**INSTRUCTIONS TO FOLLOW**
In your copy, leave out the pictures and repeat the entries below exactly.

**RECORDS FOR THE TASK**
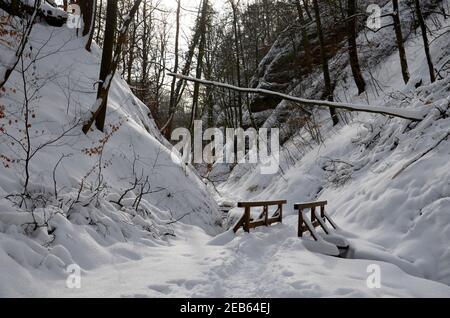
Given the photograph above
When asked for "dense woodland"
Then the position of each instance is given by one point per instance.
(144, 40)
(230, 46)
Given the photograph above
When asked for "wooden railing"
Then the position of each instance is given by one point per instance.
(317, 219)
(263, 220)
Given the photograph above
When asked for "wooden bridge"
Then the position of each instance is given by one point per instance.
(263, 220)
(311, 216)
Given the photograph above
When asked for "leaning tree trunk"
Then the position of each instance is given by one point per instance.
(167, 130)
(426, 43)
(108, 48)
(400, 45)
(325, 68)
(352, 47)
(88, 12)
(238, 62)
(200, 57)
(305, 38)
(113, 64)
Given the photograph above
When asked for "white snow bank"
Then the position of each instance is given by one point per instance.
(79, 226)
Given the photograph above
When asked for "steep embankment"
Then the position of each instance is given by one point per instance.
(44, 232)
(387, 180)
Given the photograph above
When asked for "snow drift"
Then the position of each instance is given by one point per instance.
(83, 204)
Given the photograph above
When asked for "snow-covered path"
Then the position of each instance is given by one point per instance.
(270, 262)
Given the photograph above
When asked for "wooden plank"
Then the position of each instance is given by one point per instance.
(247, 220)
(309, 205)
(300, 223)
(260, 204)
(239, 224)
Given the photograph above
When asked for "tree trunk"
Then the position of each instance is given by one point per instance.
(426, 43)
(305, 38)
(104, 87)
(173, 97)
(352, 47)
(108, 48)
(323, 54)
(400, 45)
(99, 26)
(238, 62)
(200, 57)
(308, 12)
(88, 11)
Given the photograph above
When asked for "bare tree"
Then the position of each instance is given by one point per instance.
(399, 38)
(111, 65)
(28, 26)
(324, 58)
(426, 43)
(352, 46)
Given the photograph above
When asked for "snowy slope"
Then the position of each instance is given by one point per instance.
(91, 231)
(401, 218)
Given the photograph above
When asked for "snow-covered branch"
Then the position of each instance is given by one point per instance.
(413, 115)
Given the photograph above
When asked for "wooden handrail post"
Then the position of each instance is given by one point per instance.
(247, 220)
(300, 223)
(266, 215)
(313, 214)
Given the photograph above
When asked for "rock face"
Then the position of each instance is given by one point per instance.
(285, 69)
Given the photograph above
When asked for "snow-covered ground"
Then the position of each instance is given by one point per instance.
(389, 213)
(170, 247)
(267, 263)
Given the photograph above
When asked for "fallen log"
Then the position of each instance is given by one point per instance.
(413, 115)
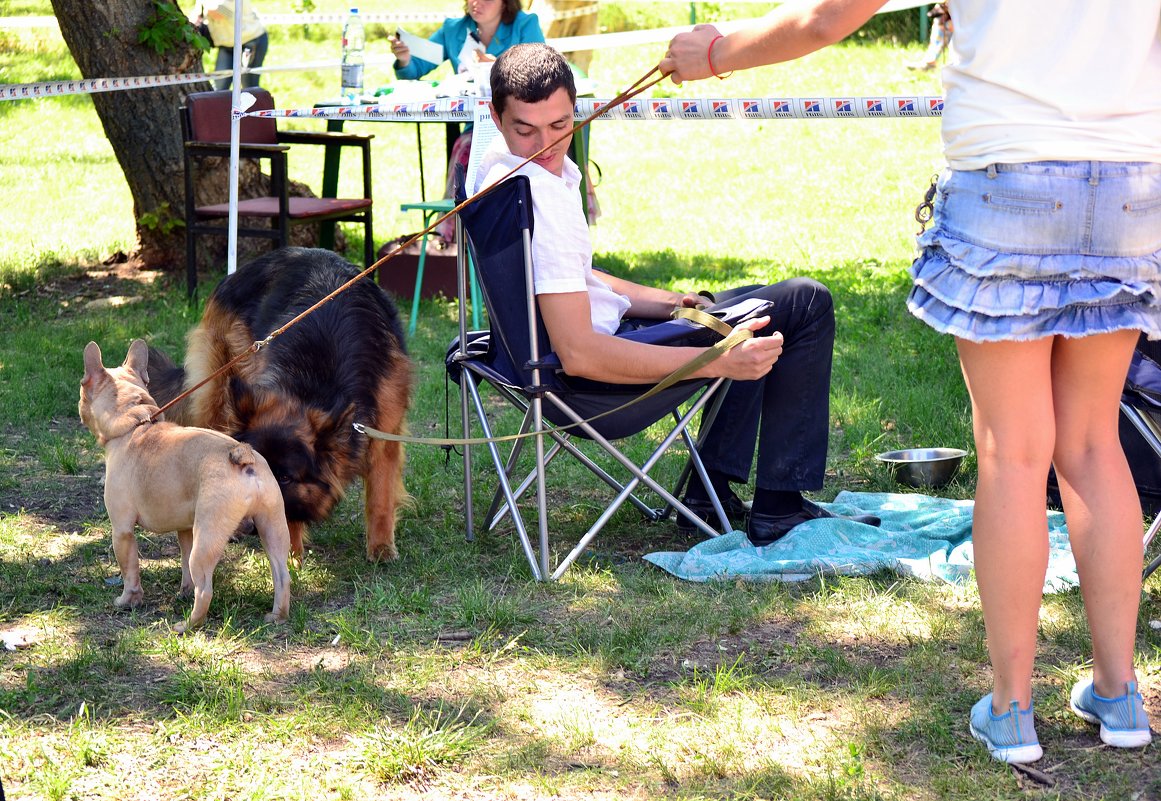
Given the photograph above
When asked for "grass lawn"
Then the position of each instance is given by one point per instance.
(449, 673)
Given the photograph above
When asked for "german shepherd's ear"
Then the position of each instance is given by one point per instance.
(94, 368)
(244, 401)
(137, 359)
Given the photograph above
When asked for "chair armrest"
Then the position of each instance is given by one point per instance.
(223, 149)
(325, 138)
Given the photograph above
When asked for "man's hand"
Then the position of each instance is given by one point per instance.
(402, 51)
(754, 358)
(687, 57)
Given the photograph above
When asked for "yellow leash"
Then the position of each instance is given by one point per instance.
(732, 337)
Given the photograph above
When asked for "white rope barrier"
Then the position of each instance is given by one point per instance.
(93, 85)
(460, 109)
(47, 21)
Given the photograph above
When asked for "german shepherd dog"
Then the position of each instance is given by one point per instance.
(296, 399)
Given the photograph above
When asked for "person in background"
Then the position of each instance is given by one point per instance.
(938, 38)
(215, 22)
(487, 29)
(1044, 261)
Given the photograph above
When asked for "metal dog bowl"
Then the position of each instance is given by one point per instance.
(923, 467)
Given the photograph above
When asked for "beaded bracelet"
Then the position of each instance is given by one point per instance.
(709, 59)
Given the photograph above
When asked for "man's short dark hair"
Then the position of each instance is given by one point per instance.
(529, 73)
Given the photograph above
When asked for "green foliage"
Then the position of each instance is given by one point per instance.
(168, 28)
(161, 219)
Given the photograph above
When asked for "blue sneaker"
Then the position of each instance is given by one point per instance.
(1124, 722)
(1011, 736)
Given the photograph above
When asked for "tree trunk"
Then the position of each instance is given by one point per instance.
(143, 125)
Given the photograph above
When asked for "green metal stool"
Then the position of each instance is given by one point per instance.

**ANSWER TO THE PROBLEM**
Given the photograph above
When asked for "dense woodland"
Then the position of each instance is given by one point per instance.
(144, 40)
(230, 46)
Given the photograph above
When asked for "wooden railing"
Then the position of each instance is given by one point per instance.
(317, 219)
(263, 220)
Given the photograph above
When asked for "wooden bridge"
Then the position of each instance is given by one point per instance.
(263, 220)
(311, 216)
Given the photograph above
When asked for "leaning tree trunk"
Then the position of each instance is given by one point per instance.
(167, 130)
(426, 43)
(108, 48)
(400, 45)
(325, 68)
(352, 47)
(88, 12)
(238, 62)
(200, 57)
(305, 38)
(113, 64)
Given the photograph above
When asked for "white snow bank"
Then the position of each instance is given by one point per instance.
(79, 226)
Given the photograph above
When asked for "steep embankment"
Then the position of each instance is given by one point per instance.
(44, 232)
(387, 180)
Given the photograph above
When asked for "snow drift"
Then the position of each instance is given by one point per instance.
(83, 204)
Given the photograph above
When asked for "snow-covered path"
Then the position of each instance is given by one point per instance.
(270, 262)
Given the photograph above
When asked for "wooden plank"
Then the position of each instance is given by one point per instance.
(247, 220)
(309, 205)
(300, 223)
(260, 204)
(239, 224)
Given the photograph above
When asked for "tree trunk"
Then the position of each instance is given by one point per instance.
(426, 43)
(305, 38)
(104, 87)
(173, 97)
(352, 47)
(108, 48)
(323, 54)
(400, 45)
(99, 26)
(238, 62)
(200, 57)
(308, 12)
(88, 11)
Given the photograph above
When asked for "bare tree"
Then the position of each instance is given by one point per instance.
(399, 38)
(111, 65)
(28, 26)
(324, 58)
(426, 43)
(352, 46)
Given the photograph above
When asked for "snowy slope"
Then the position of each instance is given by one point per instance.
(91, 231)
(401, 218)
Given the photograph above
When asked for "snow-covered branch"
Then the position of each instance is given by one point per instance.
(413, 115)
Given the photograph above
When asked for "wooden handrail post"
Then the position of each instance is given by one point per instance.
(247, 220)
(300, 223)
(266, 215)
(313, 214)
Given the photograph above
When asked for "rock face"
Then the position of each instance is given by one point per instance.
(285, 69)
Given the photograph above
When asked for "snow-covered ground"
Then the position of each instance is given by one point per instance.
(389, 213)
(170, 247)
(267, 263)
Given the photograph above
When asked for "fallen log"
Then the position of each instance is given by one point per instance.
(413, 115)
Given the photograph above
When asked for "grass lawn"
Then the position of each instance is given by one point per instance.
(449, 673)
Given the photograph above
When asked for "german shepherd's ear"
Then the position of each instance is given by one point per instance.
(94, 368)
(244, 401)
(137, 359)
Given the photograph above
When asked for "chair armrest"
Then the position of each instance is given by one point per instance.
(223, 149)
(325, 138)
Given the photograph above
When asked for "man's hand"
Then the position of each instance is given by one point per instance.
(402, 51)
(754, 358)
(687, 57)
Given the photograph above
When asked for "yellow leash"
Then the position of each instance is given by one point per instance.
(732, 337)
Given the photograph above
When asked for "white rope barrier"
Then the position of each instance is given by one point per instance.
(93, 85)
(460, 109)
(47, 21)
Given the photograph above
When asked for "german shepherd dog"
Then the position of each instance is given by one point per instance.
(296, 399)
Given the photograph above
When asked for "person in background"
Then the position of each instance is given by one point per instance.
(938, 38)
(215, 22)
(487, 29)
(1044, 261)
Given the photograph above
When asked for "metal dog bowl"
Then the position of each instance is given by one point per instance.
(923, 467)
Given the photograph above
When asked for "beaded bracelet"
Then the position of each instance is given by one point per instance.
(709, 59)
Given the photograph above
When asked for "man's short dark hair"
Then the position of each instance is given by one point per instance.
(529, 73)
Given the photograph above
When asked for "green foliage"
Then the position of each instance is given by one point per instance.
(168, 28)
(161, 219)
Given the photograph above
When asked for "blue sneaker"
Then the position of each instance is given by one point per instance.
(1124, 722)
(1011, 736)
Given the photograph above
When asked for "tree trunk"
Then the position of each instance is given by one point per instance.
(143, 125)
Given the photograph above
When asked for "green metal stool"
Then the position of each instance is given by one point per instance.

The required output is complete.